**What to produce**
Output the records precisely as they stand. Pictures are to be skipped.

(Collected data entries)
################
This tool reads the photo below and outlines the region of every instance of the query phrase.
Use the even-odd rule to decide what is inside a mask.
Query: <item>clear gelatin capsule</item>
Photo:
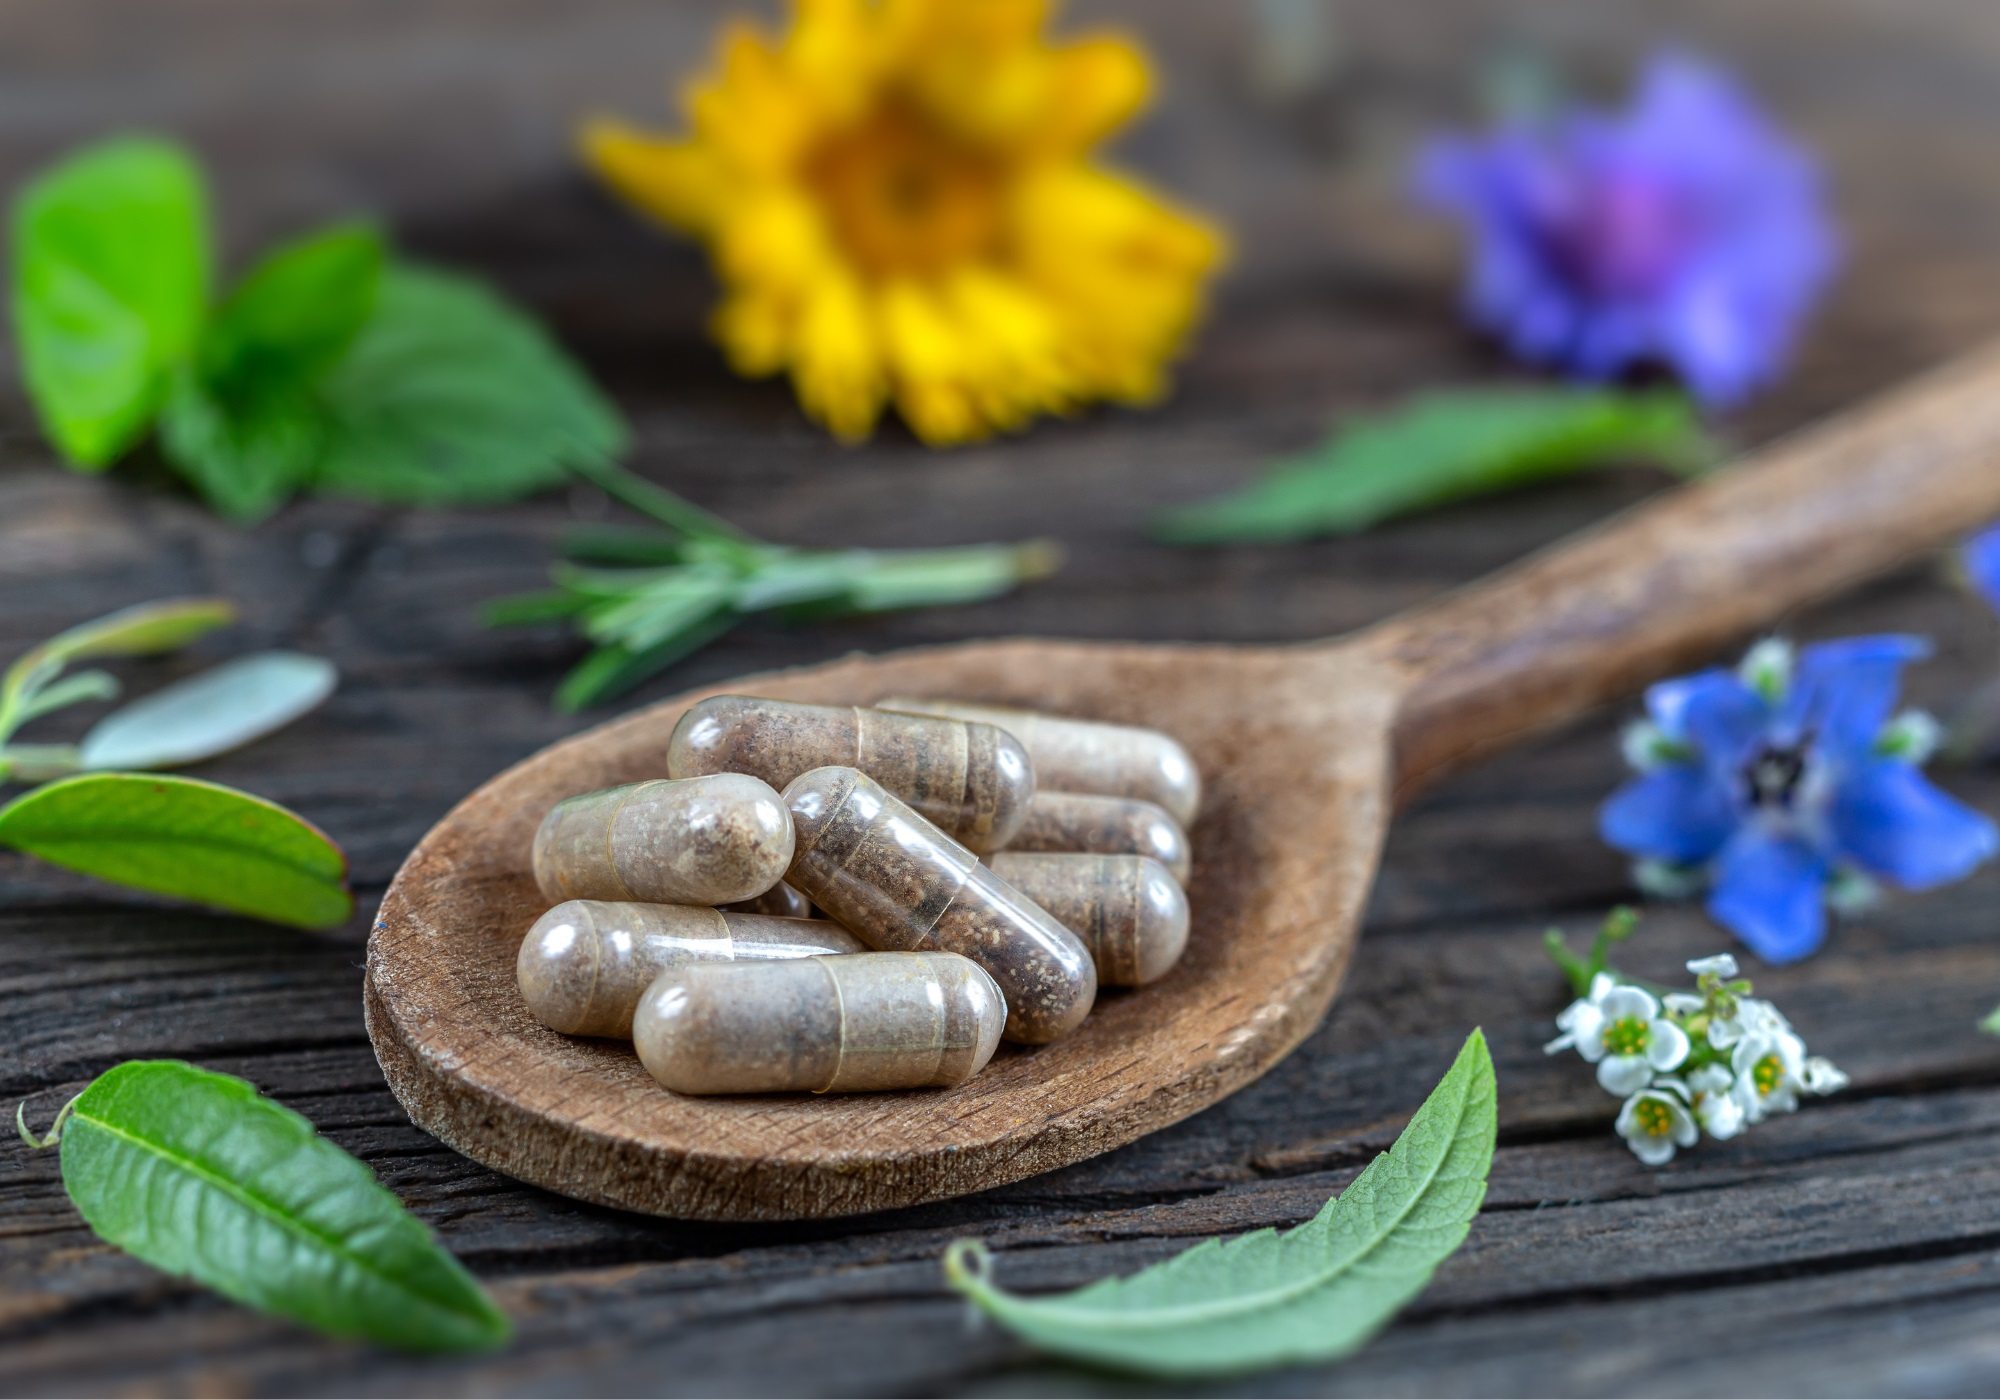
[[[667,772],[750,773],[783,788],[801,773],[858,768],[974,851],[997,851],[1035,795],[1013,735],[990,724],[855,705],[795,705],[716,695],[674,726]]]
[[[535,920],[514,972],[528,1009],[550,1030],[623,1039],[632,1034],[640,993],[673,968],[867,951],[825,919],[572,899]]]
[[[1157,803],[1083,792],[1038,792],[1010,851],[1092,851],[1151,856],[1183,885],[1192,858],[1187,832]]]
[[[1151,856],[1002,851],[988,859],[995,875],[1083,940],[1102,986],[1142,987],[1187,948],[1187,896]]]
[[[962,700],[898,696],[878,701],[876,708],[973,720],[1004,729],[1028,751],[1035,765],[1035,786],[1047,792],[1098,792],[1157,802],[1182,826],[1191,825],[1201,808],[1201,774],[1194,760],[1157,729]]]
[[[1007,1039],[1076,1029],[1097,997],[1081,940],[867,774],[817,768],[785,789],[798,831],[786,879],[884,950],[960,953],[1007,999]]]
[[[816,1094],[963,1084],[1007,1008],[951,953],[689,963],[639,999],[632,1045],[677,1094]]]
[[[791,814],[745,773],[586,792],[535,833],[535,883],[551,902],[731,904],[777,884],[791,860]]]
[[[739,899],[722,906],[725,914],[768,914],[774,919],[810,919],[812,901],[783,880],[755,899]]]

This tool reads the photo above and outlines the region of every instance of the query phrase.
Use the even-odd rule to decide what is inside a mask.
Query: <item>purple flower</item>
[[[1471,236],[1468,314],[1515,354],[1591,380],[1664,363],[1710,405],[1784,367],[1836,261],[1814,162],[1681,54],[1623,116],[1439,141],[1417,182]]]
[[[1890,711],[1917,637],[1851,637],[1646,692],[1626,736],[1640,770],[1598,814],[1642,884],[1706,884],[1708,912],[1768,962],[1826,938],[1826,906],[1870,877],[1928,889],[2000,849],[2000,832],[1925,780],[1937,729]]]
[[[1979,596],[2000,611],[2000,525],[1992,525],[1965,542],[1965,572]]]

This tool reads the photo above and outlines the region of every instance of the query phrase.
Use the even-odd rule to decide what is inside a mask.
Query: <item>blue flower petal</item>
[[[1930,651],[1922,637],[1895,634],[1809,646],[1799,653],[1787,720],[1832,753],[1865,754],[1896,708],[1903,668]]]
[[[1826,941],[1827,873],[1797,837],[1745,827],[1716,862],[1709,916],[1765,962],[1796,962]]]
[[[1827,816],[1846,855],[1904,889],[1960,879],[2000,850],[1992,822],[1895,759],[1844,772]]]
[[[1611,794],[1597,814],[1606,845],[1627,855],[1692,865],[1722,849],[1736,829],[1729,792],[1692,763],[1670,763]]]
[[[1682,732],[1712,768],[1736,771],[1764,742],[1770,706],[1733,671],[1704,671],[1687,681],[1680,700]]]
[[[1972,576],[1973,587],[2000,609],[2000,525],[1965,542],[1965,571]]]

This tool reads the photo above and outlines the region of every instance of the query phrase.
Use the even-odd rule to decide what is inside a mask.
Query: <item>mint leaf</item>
################
**Task result**
This tool reads the photo below and outlines the region of every instance of the query phrase.
Use the even-odd rule to decide what is inside a mask.
Query: <item>clear gelatin capsule</item>
Photo:
[[[667,772],[750,773],[783,788],[801,773],[858,768],[974,851],[997,851],[1035,795],[1013,735],[990,724],[855,705],[795,705],[716,695],[674,726]]]
[[[535,920],[514,972],[528,1009],[550,1030],[623,1039],[632,1034],[640,993],[673,968],[867,951],[825,919],[572,899]]]
[[[1157,803],[1083,792],[1038,792],[1010,851],[1092,851],[1151,856],[1183,885],[1192,858],[1187,832]]]
[[[1151,856],[1002,851],[988,859],[995,875],[1083,940],[1102,986],[1142,987],[1187,948],[1187,896]]]
[[[962,700],[898,696],[878,701],[876,708],[973,720],[1004,729],[1028,751],[1035,765],[1035,786],[1047,792],[1098,792],[1157,802],[1182,826],[1191,825],[1201,808],[1201,774],[1194,760],[1157,729]]]
[[[1007,1039],[1076,1029],[1097,997],[1081,940],[867,774],[817,768],[785,789],[798,831],[786,879],[884,950],[960,953],[1007,999]]]
[[[816,1094],[963,1084],[1007,1008],[951,953],[689,963],[639,999],[632,1045],[677,1094]]]
[[[791,814],[745,773],[586,792],[535,833],[535,883],[551,902],[731,904],[777,884],[791,860]]]
[[[739,899],[722,906],[725,914],[768,914],[774,919],[810,919],[812,901],[783,880],[755,899]]]

This tool reads the photo above and outlines the region of every instance of the query phrase.
Use the even-odd rule to decide what is inside a mask.
Query: <item>purple flower</item>
[[[1471,236],[1468,314],[1515,354],[1591,380],[1664,363],[1710,405],[1784,367],[1836,261],[1814,162],[1681,54],[1623,116],[1439,141],[1417,182]]]
[[[1890,711],[1917,637],[1851,637],[1646,692],[1626,736],[1640,770],[1598,814],[1642,884],[1706,884],[1708,912],[1768,962],[1826,938],[1826,906],[1870,877],[1928,889],[2000,849],[2000,832],[1925,780],[1937,729]]]
[[[1979,596],[2000,611],[2000,525],[1992,525],[1965,542],[1965,572]]]

This tool reads the photo above and outlines the region of every instance of the query phrase.
Use the even-odd rule to decide what is inside a mask.
Query: <item>blue flower petal</item>
[[[1930,651],[1922,637],[1895,634],[1809,646],[1799,653],[1787,720],[1832,753],[1865,754],[1896,708],[1903,668]]]
[[[1826,941],[1827,873],[1797,837],[1745,827],[1716,862],[1709,916],[1765,962],[1796,962]]]
[[[1827,816],[1846,855],[1904,889],[1960,879],[2000,850],[1992,822],[1895,759],[1844,772]]]
[[[1611,794],[1597,814],[1606,845],[1627,855],[1692,865],[1722,849],[1736,829],[1729,792],[1692,763],[1670,763]]]
[[[1682,732],[1712,768],[1736,771],[1764,742],[1770,706],[1733,671],[1704,671],[1687,681],[1680,700]]]
[[[1972,576],[1973,587],[2000,609],[2000,525],[1965,542],[1965,571]]]

This tool reads the photo above and outlines the region of every instance of the query phrase.
Use the even-odd rule to decide what is inside a mask.
Query: <item>mint leaf</item>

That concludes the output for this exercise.